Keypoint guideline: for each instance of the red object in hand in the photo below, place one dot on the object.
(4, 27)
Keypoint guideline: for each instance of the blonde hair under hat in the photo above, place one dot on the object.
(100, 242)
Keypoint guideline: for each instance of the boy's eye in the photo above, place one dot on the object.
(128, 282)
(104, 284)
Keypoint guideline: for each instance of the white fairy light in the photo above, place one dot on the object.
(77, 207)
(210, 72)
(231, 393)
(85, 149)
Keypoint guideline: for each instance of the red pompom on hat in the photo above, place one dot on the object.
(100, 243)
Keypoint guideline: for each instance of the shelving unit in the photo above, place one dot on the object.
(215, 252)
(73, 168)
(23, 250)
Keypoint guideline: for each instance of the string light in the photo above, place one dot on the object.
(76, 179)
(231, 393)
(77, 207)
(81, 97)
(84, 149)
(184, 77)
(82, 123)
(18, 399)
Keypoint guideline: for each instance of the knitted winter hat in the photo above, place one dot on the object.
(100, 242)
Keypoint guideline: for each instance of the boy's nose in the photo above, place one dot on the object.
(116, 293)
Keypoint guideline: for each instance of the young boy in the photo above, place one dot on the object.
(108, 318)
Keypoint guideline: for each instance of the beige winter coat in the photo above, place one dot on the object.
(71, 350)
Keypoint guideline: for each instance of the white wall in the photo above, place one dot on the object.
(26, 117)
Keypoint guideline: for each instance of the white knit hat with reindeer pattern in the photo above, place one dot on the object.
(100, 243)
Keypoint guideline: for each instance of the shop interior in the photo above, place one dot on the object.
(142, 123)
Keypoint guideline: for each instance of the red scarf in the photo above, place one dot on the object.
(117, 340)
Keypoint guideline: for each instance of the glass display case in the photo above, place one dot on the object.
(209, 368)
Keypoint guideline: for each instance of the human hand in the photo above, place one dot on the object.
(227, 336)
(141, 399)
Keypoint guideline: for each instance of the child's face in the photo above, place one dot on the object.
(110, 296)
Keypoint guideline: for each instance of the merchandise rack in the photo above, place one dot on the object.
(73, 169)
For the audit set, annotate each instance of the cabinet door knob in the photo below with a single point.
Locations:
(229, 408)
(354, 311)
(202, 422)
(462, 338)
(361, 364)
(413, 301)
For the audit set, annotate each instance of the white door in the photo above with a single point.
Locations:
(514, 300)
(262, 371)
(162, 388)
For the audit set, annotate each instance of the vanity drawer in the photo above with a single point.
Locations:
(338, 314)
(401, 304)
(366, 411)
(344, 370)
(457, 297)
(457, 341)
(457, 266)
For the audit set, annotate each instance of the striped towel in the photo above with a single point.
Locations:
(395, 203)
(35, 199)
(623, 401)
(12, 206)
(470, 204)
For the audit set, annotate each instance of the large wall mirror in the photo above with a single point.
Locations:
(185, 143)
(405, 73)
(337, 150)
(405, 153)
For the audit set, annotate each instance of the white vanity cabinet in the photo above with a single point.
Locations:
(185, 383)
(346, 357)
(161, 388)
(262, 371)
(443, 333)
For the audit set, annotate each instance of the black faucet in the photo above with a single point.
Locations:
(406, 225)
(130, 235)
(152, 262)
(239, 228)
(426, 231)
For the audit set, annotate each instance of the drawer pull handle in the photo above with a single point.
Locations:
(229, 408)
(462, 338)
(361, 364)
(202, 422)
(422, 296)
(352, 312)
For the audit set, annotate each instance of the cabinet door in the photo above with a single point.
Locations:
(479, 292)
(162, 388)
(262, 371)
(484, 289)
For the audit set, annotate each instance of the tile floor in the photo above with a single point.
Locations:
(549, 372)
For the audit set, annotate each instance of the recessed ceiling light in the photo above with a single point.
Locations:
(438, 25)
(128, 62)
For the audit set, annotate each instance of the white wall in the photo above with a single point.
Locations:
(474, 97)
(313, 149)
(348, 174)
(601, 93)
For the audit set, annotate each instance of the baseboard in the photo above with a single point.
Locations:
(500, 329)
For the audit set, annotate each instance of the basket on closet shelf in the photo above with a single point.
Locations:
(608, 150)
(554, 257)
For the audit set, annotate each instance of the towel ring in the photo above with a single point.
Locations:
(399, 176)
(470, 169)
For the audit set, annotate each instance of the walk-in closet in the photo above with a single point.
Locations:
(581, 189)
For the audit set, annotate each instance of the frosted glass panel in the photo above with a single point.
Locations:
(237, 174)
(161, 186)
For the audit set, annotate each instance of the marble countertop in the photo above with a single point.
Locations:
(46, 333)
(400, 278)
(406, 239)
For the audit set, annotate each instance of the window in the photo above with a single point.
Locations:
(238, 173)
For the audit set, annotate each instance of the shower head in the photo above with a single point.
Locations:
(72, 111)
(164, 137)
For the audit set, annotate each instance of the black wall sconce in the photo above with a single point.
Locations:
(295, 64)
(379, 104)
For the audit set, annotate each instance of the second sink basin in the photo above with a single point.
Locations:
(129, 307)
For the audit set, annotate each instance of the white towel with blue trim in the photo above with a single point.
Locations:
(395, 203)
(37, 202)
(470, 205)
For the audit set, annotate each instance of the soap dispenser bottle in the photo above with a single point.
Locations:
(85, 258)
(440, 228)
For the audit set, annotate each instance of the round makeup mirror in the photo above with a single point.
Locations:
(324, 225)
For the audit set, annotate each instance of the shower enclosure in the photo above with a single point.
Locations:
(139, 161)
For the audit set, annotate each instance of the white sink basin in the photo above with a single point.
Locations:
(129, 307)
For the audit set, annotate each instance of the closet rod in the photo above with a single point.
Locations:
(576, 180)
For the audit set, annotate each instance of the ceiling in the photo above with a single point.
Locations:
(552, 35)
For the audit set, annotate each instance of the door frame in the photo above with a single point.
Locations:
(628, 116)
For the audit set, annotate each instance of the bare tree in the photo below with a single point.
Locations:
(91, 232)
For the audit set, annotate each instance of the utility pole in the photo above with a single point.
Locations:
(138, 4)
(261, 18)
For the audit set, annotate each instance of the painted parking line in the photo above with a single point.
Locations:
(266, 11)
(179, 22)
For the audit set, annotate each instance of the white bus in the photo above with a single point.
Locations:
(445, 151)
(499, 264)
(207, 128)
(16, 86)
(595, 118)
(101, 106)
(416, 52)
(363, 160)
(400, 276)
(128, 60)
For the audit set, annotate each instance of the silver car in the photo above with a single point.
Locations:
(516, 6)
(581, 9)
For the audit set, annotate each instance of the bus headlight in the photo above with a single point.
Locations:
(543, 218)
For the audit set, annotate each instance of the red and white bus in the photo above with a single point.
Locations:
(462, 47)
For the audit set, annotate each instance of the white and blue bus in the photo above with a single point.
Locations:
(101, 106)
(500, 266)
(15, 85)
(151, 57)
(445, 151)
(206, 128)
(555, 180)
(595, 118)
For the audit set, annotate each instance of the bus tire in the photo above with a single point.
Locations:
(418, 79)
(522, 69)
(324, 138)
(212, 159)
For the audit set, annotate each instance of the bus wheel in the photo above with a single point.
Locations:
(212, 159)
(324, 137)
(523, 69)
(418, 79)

## Task description
Find every line in the records above that contains the word "blue", and copy each one.

## Expected answer
For the audit set, annotate each instance of the white towel with blue trim in the photo above with a single point.
For the audit set, annotate each instance of the white and blue bus in the photo above with a single point.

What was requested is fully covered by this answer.